Etapas do exercício:
• 1. Transcreva do texto sobre o papel da TI nas empresas o trecho entre "Se pouco ou" e "área de tecnologia.", inclusive.
• 2. Dê sequência ao texto sobre o papel da TI nas empresas, escrevendo a parte que vem logo depois do último parágrafo.

Texto fornecido:
Já não é mais o caso de falar em contingência para a questão sanitária. É preciso entender como a empresa vai trabalhar nesse novo cenário de home office — que envolve colaboradores e clientes —, de mudança do comportamento de compras e de como lidar com possíveis novas contingências, em caso de impactos maiores na economia.
O plano de TI é feito de fora para dentro. Ao menos, deveria ser. Quando não é assim, você acaba com um plano técnico, que permite que você aperte o parafuso mais rapidamente e com uma ferramenta moderna, mas que nunca troca a peça defeituosa. Há a percepção de que o papel da TI nas empresas mudou; em alguns casos, fortemente, em outros, ao menos se busca compreender seu real valor. Mas esses movimentos estão gerando alguma mudança concreta?
Se pouco ou nada foi feito, não dá para esperar mais. E, se houve, de fato, uma mudança, é hora de acreditar e colocar os investimentos adequados para que a TI possa cumprir seu papel. Em ambos os cenários, é certo que tal transformação é uma decisão executiva que vai demandar tempo e dinheiro. Por isso, há de se examinar o quanto a TI está preparada para ser o que a empresa precisa que ela seja — e o quanto a empresa tem consciência e condições para conviver com essa nova área de tecnologia.

Entradas listadas:

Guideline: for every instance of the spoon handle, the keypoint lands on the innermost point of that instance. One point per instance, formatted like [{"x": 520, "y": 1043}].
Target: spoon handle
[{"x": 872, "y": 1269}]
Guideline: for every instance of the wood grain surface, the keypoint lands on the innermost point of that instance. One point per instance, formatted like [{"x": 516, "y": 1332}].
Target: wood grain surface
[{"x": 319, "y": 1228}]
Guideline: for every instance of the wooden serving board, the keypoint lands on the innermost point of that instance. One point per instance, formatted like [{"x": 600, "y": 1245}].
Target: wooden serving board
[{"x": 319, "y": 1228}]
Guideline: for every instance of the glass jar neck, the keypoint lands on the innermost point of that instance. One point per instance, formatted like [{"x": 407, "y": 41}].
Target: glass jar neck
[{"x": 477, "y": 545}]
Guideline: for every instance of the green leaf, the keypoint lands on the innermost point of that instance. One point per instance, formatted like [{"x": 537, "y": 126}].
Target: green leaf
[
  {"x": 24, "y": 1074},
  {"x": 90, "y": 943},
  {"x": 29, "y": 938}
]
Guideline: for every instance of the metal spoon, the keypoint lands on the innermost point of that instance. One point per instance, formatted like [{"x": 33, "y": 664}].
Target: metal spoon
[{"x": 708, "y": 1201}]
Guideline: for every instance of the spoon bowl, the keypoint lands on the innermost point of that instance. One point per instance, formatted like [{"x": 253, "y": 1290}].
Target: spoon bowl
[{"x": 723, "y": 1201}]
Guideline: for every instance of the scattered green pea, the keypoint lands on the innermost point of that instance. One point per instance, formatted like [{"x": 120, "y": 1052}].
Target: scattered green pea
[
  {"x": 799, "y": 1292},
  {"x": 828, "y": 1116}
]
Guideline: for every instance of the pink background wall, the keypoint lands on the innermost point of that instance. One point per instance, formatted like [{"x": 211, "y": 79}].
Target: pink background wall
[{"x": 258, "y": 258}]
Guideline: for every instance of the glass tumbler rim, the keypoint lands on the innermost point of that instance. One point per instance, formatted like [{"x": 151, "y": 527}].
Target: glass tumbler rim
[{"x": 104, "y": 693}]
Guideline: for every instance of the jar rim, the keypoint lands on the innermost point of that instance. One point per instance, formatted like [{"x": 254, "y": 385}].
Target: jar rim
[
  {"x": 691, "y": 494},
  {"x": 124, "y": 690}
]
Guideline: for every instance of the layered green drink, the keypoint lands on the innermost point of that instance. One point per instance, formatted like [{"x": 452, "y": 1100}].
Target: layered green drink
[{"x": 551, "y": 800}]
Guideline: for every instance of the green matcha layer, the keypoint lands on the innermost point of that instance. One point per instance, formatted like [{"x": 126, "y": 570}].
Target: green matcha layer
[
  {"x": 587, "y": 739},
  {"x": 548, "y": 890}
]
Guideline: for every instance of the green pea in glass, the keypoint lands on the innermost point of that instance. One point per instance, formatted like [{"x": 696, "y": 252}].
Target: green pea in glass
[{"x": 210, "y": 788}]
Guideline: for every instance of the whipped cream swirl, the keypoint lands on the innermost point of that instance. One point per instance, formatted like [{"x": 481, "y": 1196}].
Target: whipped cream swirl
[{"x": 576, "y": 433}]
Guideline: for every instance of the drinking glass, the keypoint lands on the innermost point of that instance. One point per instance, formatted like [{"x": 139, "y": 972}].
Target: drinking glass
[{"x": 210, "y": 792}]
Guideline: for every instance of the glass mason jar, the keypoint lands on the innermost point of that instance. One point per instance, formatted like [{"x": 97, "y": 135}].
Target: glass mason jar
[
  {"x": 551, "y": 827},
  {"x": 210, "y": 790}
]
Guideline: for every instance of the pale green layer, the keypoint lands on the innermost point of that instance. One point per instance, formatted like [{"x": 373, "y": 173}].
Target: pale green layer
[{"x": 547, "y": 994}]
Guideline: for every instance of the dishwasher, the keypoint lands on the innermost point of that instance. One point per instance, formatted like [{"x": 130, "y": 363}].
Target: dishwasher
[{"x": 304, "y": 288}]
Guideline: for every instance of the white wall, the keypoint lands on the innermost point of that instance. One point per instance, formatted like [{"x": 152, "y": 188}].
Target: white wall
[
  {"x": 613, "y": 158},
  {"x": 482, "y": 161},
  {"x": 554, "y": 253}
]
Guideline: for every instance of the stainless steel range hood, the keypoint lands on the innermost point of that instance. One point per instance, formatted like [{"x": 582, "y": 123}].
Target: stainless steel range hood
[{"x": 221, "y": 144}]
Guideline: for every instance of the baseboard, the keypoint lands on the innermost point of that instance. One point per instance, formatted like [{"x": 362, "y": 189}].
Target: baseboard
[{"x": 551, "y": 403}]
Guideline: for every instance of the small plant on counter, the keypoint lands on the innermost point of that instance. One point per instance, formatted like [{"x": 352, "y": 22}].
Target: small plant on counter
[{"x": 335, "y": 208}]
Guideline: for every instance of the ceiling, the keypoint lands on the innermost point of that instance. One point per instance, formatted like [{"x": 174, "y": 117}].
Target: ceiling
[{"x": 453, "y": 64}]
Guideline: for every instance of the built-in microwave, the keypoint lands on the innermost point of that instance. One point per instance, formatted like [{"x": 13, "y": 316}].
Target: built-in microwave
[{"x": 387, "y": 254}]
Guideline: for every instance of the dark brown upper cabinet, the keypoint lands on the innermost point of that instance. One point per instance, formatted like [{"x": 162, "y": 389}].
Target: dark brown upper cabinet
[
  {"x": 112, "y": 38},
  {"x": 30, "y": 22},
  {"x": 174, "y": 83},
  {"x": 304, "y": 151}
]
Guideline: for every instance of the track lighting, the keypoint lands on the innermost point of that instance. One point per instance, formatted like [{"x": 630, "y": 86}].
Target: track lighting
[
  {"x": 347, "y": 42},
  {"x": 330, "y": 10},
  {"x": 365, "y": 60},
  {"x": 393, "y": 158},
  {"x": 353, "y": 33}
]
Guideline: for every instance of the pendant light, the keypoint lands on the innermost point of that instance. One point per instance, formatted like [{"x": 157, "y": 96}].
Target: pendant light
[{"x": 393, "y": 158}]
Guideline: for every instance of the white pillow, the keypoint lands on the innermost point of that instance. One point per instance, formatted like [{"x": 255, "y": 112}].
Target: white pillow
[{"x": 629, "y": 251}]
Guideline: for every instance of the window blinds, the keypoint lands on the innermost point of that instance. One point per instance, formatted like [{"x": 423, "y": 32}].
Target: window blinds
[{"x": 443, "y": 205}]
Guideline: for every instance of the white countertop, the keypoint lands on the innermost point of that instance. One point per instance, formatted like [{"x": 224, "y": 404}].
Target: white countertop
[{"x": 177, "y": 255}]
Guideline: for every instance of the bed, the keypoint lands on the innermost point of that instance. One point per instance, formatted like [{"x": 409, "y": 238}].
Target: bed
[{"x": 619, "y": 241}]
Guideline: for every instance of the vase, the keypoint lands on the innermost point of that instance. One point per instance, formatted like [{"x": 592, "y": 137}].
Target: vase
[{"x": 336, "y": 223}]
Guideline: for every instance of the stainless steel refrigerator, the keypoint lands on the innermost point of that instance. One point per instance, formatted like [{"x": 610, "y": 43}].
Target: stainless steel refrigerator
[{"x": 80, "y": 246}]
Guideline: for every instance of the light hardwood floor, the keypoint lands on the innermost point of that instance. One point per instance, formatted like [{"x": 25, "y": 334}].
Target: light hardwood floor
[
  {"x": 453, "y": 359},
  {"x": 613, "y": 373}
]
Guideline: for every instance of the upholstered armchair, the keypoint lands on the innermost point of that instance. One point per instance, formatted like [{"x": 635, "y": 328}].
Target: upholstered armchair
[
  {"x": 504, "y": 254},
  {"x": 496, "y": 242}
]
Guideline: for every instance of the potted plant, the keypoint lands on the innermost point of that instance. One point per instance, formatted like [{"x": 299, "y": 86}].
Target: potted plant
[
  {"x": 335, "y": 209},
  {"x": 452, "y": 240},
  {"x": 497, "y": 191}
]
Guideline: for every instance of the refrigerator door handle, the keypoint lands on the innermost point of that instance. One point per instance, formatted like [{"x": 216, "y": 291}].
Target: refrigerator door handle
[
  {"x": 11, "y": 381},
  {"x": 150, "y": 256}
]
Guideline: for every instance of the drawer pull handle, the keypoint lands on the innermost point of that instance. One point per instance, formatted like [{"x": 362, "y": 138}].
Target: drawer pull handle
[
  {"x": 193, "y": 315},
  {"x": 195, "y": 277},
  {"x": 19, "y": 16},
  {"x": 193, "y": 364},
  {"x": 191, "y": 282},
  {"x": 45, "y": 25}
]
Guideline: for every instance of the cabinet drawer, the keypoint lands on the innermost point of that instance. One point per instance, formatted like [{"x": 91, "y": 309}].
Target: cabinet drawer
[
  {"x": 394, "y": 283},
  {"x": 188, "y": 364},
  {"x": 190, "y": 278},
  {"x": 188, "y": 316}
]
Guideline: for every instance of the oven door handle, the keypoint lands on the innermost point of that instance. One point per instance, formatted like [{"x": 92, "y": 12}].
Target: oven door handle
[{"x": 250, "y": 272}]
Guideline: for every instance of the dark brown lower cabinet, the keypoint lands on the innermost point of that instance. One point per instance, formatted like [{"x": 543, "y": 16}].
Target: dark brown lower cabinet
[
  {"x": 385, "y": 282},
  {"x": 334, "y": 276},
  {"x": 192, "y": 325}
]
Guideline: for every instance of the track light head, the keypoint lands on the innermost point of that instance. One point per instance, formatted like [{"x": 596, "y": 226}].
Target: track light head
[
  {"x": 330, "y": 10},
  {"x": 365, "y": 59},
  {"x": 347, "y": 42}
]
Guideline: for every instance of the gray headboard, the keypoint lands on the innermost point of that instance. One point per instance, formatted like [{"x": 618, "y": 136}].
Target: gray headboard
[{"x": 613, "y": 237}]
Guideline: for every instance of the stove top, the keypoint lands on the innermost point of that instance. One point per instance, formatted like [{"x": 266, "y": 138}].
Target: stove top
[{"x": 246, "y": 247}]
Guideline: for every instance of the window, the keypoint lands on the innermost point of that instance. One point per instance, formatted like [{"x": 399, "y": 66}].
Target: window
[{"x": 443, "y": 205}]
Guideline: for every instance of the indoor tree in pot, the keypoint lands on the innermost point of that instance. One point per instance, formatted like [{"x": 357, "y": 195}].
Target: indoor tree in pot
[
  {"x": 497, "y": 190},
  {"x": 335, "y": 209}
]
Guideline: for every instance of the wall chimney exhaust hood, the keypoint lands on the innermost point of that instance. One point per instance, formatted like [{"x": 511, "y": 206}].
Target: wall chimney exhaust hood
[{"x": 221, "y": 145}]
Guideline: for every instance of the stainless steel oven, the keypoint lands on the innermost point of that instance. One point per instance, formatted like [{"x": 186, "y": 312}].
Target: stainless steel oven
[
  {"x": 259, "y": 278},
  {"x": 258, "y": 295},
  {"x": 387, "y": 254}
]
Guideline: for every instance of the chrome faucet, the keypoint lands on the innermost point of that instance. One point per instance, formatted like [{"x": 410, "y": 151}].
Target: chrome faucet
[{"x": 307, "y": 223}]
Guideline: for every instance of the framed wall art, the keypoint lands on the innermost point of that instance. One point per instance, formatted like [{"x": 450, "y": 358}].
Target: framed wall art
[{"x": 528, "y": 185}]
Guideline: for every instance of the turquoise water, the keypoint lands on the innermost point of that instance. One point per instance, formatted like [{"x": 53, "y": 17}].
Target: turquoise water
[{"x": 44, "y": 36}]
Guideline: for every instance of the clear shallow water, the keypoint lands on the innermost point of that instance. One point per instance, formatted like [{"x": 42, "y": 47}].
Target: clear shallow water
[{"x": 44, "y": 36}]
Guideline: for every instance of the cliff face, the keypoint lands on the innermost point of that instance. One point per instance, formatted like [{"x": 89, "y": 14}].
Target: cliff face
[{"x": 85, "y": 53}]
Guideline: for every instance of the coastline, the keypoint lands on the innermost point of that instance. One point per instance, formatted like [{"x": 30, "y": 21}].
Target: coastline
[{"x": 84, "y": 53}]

Respostas:
• 1.
Se pouco ou nada foi feito, não dá para esperar mais. E, se houve, de fato, uma mudança, é hora de acreditar e colocar os investimentos adequados para que a TI possa cumprir seu papel. Em ambos os cenários, é certo que tal transformação é uma decisão executiva que vai demandar tempo e dinheiro. Por isso, há de se examinar o quanto a TI está preparada para ser o que a empresa precisa que ela seja — e o quanto a empresa tem consciência e condições para conviver com essa nova área de tecnologia.

• 2.
Faço questão de frisar essa última parte. Se a empresa não muda sua mentalidade, há pouco espaço para o plano de TI dar certo. É triste dizer, mas, em algumas empresas, ainda não vejo a consciência da necessidade de uma TI proativa. Elas estão mais adaptadas a uma área “tiradora de pedidos”, subserviente, que apaga os incêndios — e que apenas precisa apagá-los cada vez mais rapidamente —, mas não elimina a origem do fogo. Só que em muitos casos, a tecnologia é quem vai mudar o negócio. Manter a separação entre tecnologia e negócio não é apenas ineficiente, é absolutamente insensato. Ambos são uma coisa só.
Outro aspecto que o plano deve contemplar é a cibersegurança. Aliás, ela deveria ser prioridade desde sempre. Em junho, os ataques a empresas já haviam aumentado 333% em relação ao mesmo período do ano anterior, segundo a Kaspersky. A equipe de TI precisa saber apresentar esse perigo de forma clara e com foco no risco ao negócio, não de maneira técnica, mas de modo a convencer outros decisores da empresa sobre a importância de não baratear os investimentos na área.
Abro um breve parênteses para fazer uma analogia: desde 2003, o Torneio de Tênis de Wimbledon pagava 2 milhões de dólares por uma apólice de seguro contra pandemias. Em 2020, a pandemia veio, o torneio foi cancelado e a organização recebeu da seguradora uma compensação de 141 milhões de dólares, bem mais do que os 34 milhões de dólares investidos ao longo de quase duas décadas. Ainda que estejamos falando de outro tipo de risco, o raciocínio é o mesmo.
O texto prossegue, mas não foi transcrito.